**Exercises to complete**
1. Answer from the book review:
(a) What illness does the narrator learn he has?
(b) What does the devil ask for in exchange for each extra day of life?
(c) What is the first thing removed from the world?
2. Translate this sentence from the book review into Spanish: "The first thing excised is phones, which goes well enough."

**Selected excerpt**
╭──

A lonely postman learns that he’s about to die—and reflects on life as he bargains with a Hawaiian-shirt–wearing devil.
The 30-year-old first-person narrator in filmmaker/novelist Kawamura’s slim novel is, by his own admission, “boring…a monotone guy,” so unimaginative that, when he learns he has a brain tumor, the bucket list he writes down is dull enough that “even the cat looked disgusted with me.” Luckily—or maybe not—a friendly devil, dubbed Aloha, pops onto the scene, and he’s willing to make a deal: an extra day of life in exchange for being allowed to remove something pleasant from the world. The first thing excised is phones, which goes well enough. (The narrator is pleasantly surprised to find that “people seemed to have no problem finding something to fill up their free time.”) But deals with the devil do have a way of getting complicated. This leads to shallow musings (“Sometimes, when you rewatch a film after not having seen it for a long time, it makes a totally different impression on you than it did the first time you saw it. Of course, the movie hasn’t changed; it’s you who’s changed") written in prose so awkward, it’s possibly satire (“Tears dripped down onto the letter like warm, salty drops of rain”). Even the postman’s beloved cat, who gains the power of speech, ends up being prim and annoying. The narrator ponders feelings about a lost love, his late mother, and his estranged father in a way that some readers might find moving at times. But for many, whatever made this book a bestseller in Japan is going to be lost in translation.

╰──

**Given data**

╭──

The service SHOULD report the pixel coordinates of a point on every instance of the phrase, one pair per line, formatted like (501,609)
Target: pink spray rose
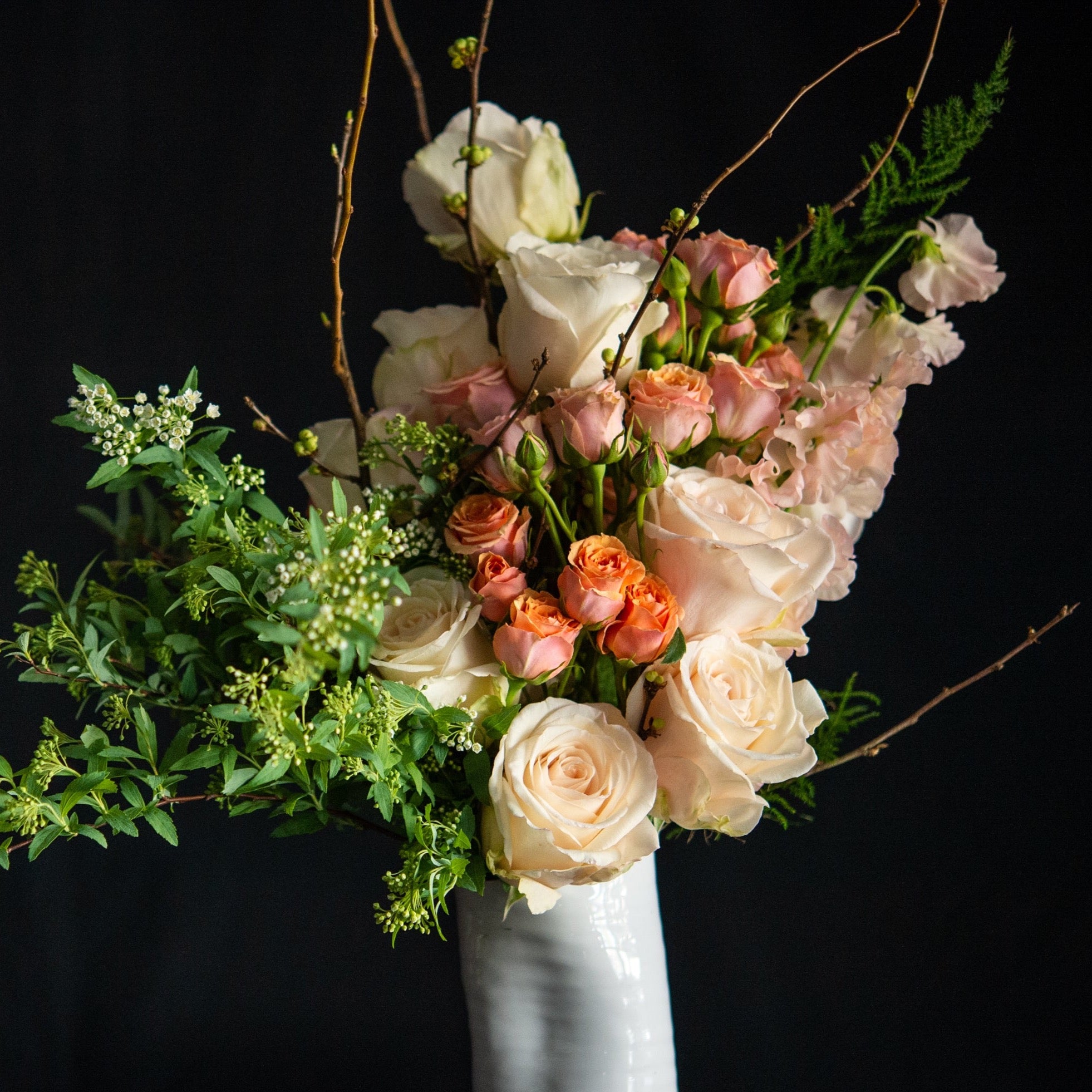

╰──

**Solutions to the tasks**
1.
(a) A brain tumor.
(b) Being allowed to remove something pleasant from the world.
(c) Phones.

2. Lo primero que se elimina son los teléfonos, lo cual sale bastante bien.